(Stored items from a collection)
-- -- --

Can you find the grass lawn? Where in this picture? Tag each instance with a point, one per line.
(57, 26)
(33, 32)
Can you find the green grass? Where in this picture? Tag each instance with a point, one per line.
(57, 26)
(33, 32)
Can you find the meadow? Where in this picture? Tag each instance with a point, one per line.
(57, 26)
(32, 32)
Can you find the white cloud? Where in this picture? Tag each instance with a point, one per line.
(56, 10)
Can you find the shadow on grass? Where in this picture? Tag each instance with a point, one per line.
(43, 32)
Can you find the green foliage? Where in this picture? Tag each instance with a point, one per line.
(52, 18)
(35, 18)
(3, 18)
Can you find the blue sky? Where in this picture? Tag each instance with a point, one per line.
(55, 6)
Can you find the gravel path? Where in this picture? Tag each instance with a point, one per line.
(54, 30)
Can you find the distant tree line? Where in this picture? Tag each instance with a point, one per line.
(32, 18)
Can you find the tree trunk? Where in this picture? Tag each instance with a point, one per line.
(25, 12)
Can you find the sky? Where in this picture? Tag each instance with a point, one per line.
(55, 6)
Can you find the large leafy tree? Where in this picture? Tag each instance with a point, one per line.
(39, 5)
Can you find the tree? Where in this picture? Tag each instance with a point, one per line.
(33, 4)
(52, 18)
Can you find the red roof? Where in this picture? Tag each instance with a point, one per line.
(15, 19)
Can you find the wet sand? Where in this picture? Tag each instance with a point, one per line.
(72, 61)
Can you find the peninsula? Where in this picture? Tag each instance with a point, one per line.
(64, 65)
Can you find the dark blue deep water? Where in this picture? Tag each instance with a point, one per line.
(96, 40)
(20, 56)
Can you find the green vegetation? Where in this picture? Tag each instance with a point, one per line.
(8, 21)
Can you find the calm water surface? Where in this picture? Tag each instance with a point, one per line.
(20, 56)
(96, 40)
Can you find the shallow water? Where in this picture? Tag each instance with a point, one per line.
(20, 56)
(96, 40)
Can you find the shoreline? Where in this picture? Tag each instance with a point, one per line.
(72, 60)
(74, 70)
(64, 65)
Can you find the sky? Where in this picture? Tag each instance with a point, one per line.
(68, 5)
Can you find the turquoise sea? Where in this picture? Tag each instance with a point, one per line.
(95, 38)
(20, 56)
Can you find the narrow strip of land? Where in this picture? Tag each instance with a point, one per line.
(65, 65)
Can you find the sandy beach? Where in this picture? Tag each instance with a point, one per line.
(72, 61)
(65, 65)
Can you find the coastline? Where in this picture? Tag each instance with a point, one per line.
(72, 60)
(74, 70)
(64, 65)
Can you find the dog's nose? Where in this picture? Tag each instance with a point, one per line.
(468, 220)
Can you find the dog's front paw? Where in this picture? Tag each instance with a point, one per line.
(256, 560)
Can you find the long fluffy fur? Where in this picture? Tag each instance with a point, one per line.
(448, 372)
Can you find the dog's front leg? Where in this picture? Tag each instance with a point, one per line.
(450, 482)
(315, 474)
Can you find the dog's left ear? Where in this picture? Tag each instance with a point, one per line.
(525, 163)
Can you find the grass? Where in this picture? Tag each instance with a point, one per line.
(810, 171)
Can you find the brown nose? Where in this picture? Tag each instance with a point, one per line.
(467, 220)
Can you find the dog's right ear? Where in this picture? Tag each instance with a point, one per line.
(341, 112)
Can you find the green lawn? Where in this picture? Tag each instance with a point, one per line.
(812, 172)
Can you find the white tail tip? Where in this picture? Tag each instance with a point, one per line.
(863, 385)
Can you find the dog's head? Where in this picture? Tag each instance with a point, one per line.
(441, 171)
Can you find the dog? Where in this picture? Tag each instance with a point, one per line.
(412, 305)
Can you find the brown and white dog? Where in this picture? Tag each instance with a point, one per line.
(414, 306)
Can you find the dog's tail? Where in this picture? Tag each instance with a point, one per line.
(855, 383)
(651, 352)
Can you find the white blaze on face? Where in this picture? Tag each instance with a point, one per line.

-- -- --

- WHAT THE TASK ASKS
Give back each line above precisely as it stands.

- PROBLEM SOLUTION
Can you find the grass lawn? Where in this picture? Tag each instance with a point, one per line.
(57, 26)
(33, 32)
Can you find the green grass? Where in this picture? Tag each instance with a point, one per line.
(57, 26)
(33, 32)
Can you find the meadow? Where in this picture? Tag each instance with a point, one per line.
(57, 26)
(32, 32)
Can you find the white cloud? Where in this picture? Tag each instance with a point, one per line.
(56, 10)
Can you find the shadow on grass? Where in this picture? Tag each instance with a point, one per line.
(43, 32)
Can you find the green foliage? Where in this picture? Tag each instance with a point, one per line.
(52, 18)
(35, 18)
(3, 18)
Can you find the blue sky? Where in this picture? Tag each instance with a point, one per line.
(55, 6)
Can you find the gravel path? Where in this picture? Tag each instance with a point, one per line.
(54, 30)
Can you find the distant tree line? Where in this picture? Tag each instance with a point, one per line.
(32, 18)
Can you find the tree trunk? Where in this picture? Tag each instance with a point, one per line.
(25, 12)
Can you find the sky? Where in this picture? Tag each instance with a point, one per line.
(55, 6)
Can you find the large leafy tree? Where in this picture? Tag each instance with a point, one per line.
(39, 5)
Can you find the tree? Where in this picture? Tag each instance with a point, one per line.
(33, 4)
(52, 18)
Can you find the red roof? Where in this picture? Tag each instance with a point, one per line.
(15, 19)
Can you find the wet sand? Where in this picture? Tag each instance with a point, one per line.
(72, 61)
Can you find the peninsula? Where in this picture? Tag each instance with a point, one per line.
(64, 65)
Can you find the dark blue deep water? Where in this picture? Tag each instance with a point, one per line.
(96, 40)
(20, 56)
Can you find the green vegetation? Where in this picture? Tag each instance with a point, one per line.
(8, 21)
Can you find the calm water surface? Where in this picture? Tag each instance with a point, one per line.
(20, 56)
(96, 40)
Can you find the shallow water? Where in this picture? Tag each instance with a point, one per line.
(20, 56)
(96, 40)
Can you find the shoreline? Where in this picture? Tag each instance with a point, one per line.
(72, 60)
(74, 70)
(64, 65)
Can you find the sky? Where in this picture? Tag each instance with a point, one per line.
(68, 5)
Can you find the turquoise sea? Where in this picture? Tag each instance with a point, one per line.
(95, 38)
(20, 56)
Can you find the narrow strip of land? Where in this picture? Tag each instance with a point, one per line.
(65, 65)
Can you find the sandy beach? Where in this picture? Tag each instance with a point, one per line.
(72, 61)
(65, 65)
Can you find the coastline? Where in this picture? Tag each instance with a point, one per line.
(72, 60)
(74, 70)
(64, 65)
Can you find the dog's nose? Where in this picture? Tag each instance with a point, one per line.
(468, 220)
Can you find the dog's front paw? Where in this picture? Tag each instance with a point, one per line.
(256, 560)
Can you find the long fluffy fur? Where in this picture? Tag each instance with a point, one per line.
(448, 372)
Can you find the dog's front leg? Where in this picture? Tag each instance with a point, one per line.
(450, 482)
(315, 474)
Can you find the dog's left ear? Where in this picture? Tag each instance with a point, one per line.
(525, 163)
Can you find the grass? Where in this picture? Tag each instance with a point, one per line.
(810, 171)
Can you find the brown nose? Where in this picture? Tag each instance with a point, one per line.
(467, 220)
Can you find the dog's right ear? Where in this picture? Tag each instance with a point, one per line.
(341, 112)
Can you find the green lawn? Where in this picture? Tag each instance with a point, one per line.
(812, 172)
Can you find the white tail tip? Where in this picture? Tag each instance with a point, one per line.
(863, 385)
Can you find the dog's head? Where in this picture? Tag each instance with a point, one per line.
(441, 171)
Can you find the dog? Where in this picture? Tag each instance with a point, one per line.
(412, 305)
Can you find the brown and white dog? Where in this picture? Tag each instance with a point, one per line.
(414, 306)
Can you find the dog's tail? Where in this picture? Tag each instance with a point, one per line.
(855, 383)
(651, 352)
Can you find the white blaze on face? Where in this picture? Tag each instance with a point, one per line.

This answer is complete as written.